LISTED ENTRIES:
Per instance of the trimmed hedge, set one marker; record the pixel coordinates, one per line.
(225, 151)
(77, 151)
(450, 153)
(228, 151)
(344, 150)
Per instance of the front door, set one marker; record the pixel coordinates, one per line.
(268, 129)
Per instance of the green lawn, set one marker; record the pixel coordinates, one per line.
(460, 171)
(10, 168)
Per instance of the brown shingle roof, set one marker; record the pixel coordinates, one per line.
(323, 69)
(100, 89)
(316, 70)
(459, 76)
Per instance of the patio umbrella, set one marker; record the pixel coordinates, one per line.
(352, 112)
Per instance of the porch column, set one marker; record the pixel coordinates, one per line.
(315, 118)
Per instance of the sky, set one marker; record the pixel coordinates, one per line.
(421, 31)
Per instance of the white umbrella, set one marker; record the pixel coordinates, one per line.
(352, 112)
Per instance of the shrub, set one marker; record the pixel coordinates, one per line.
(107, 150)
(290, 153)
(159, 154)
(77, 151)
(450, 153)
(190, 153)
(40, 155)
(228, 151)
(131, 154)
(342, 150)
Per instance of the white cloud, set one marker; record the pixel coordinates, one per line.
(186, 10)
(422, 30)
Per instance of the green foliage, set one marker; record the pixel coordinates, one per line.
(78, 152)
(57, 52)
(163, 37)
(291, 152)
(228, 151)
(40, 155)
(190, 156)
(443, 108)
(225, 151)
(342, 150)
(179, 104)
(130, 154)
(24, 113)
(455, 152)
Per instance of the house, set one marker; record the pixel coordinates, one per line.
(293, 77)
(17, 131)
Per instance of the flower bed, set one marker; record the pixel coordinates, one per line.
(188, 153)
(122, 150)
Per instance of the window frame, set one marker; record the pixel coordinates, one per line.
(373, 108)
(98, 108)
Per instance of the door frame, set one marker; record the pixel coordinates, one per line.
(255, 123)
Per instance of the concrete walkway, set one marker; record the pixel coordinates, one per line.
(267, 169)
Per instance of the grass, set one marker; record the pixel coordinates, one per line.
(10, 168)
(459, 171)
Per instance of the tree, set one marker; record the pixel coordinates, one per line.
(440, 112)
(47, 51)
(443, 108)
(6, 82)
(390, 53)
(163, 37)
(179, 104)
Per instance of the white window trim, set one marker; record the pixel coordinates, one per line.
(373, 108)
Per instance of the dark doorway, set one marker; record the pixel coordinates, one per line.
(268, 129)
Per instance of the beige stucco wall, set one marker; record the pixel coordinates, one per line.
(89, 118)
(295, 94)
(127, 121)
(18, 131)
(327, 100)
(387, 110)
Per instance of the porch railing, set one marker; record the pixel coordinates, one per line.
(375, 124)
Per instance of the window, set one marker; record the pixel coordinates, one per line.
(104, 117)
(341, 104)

WHAT IS BEING ASKED:
Can you rewrite everything from the line containing "Per instance of the door" down to the end of the records, requests included, scaling each pixel coordinate in the answers by 1.4 and rounding it to a whole number with halves rounded up?

WRITTEN RESPONSE:
Per instance of the door frame, set one marker; record the pixel coordinates, one per line.
(357, 172)
Per instance of the concrete walkway, set one marker; record the pixel coordinates, one per line.
(374, 237)
Per instance of the grass, set one marker; record the pixel coordinates, one per line.
(14, 235)
(643, 239)
Per instance of the tree, set one marker; record the pixel coordinates, one per line.
(616, 157)
(66, 71)
(620, 151)
(8, 115)
(546, 74)
(228, 52)
(251, 146)
Per instance of the white window trim, set one marker; record the pixel coordinates, one per line.
(522, 151)
Per instance of the dark doorway, set one marker; record the pixel coordinates, one per line.
(375, 181)
Per instance of the beige stucco wall, set one marker; record the pixel coordinates, one per line.
(125, 165)
(413, 132)
(178, 169)
(25, 183)
(458, 140)
(542, 154)
Per instance of the porch railing, set one marker; record the pixel coordinates, one per line.
(525, 174)
Per instance of the window, set one marker; record the pixel coordinates, one per line.
(146, 164)
(477, 146)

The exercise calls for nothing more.